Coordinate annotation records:
-- Start --

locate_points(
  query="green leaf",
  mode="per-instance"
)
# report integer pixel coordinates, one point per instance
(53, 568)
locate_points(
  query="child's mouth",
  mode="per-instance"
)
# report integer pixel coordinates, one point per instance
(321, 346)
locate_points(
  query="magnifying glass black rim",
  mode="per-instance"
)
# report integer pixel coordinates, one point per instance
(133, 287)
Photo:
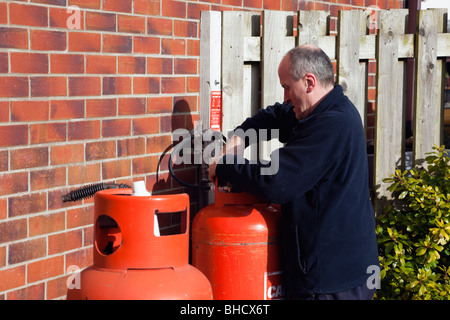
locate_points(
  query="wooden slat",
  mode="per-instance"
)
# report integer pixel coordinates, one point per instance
(390, 107)
(311, 26)
(429, 84)
(210, 60)
(233, 35)
(351, 74)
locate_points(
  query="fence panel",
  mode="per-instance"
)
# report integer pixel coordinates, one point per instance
(246, 89)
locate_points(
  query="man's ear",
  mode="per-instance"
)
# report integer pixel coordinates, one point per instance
(311, 82)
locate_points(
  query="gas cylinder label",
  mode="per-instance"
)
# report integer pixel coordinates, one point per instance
(215, 112)
(273, 286)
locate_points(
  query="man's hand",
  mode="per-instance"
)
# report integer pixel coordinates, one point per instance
(234, 146)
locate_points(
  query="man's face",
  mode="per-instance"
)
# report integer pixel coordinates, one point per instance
(294, 91)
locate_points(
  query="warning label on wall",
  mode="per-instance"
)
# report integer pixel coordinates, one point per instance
(215, 112)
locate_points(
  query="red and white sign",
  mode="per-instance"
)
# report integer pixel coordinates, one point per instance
(215, 111)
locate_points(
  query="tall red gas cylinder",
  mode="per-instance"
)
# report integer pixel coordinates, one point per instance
(131, 261)
(235, 243)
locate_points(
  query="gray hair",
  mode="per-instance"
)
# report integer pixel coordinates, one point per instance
(309, 59)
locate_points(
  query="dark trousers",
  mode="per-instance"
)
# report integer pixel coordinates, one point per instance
(359, 293)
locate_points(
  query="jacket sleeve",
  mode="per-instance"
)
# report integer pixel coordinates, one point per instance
(310, 155)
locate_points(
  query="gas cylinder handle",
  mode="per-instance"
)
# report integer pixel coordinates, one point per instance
(232, 198)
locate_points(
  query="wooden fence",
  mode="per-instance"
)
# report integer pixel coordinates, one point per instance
(240, 53)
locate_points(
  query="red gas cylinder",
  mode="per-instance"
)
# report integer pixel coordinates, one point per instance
(235, 243)
(130, 260)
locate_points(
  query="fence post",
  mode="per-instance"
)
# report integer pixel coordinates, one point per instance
(428, 110)
(390, 103)
(351, 74)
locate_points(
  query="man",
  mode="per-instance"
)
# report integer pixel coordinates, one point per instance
(328, 226)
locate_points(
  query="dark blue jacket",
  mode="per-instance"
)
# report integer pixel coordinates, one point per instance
(328, 223)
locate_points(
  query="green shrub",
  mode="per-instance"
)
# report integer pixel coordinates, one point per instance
(414, 233)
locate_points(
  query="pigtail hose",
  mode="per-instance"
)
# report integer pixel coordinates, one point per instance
(89, 191)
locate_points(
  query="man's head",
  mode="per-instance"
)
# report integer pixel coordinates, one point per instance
(307, 75)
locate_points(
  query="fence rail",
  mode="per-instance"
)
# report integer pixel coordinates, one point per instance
(240, 53)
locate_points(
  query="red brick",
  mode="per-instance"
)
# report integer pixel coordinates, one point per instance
(29, 111)
(47, 178)
(48, 132)
(131, 106)
(101, 108)
(85, 86)
(28, 15)
(173, 85)
(160, 26)
(65, 241)
(66, 109)
(29, 158)
(4, 64)
(11, 183)
(149, 125)
(3, 13)
(11, 87)
(48, 86)
(131, 147)
(89, 4)
(145, 85)
(81, 258)
(33, 292)
(194, 9)
(99, 150)
(66, 63)
(145, 165)
(66, 18)
(131, 65)
(48, 40)
(44, 269)
(159, 104)
(116, 169)
(13, 135)
(116, 85)
(117, 44)
(185, 66)
(131, 24)
(24, 62)
(157, 65)
(116, 127)
(173, 46)
(13, 230)
(81, 130)
(12, 278)
(98, 64)
(175, 9)
(187, 29)
(100, 21)
(83, 174)
(47, 223)
(27, 250)
(157, 144)
(80, 217)
(13, 38)
(71, 153)
(117, 5)
(53, 2)
(4, 156)
(85, 42)
(150, 45)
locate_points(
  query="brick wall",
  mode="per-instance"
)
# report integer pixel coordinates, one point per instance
(88, 100)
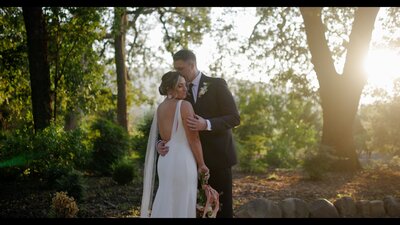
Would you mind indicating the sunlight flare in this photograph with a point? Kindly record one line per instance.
(382, 67)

-- End --

Objective
Repeat only the stretch of lines starting at the one containing "Would you mind" and running to the final line of the entries above.

Finished answer
Would you mind indicating the sunlight flare in this photograph with a point? Kindly record one line per instance.
(382, 67)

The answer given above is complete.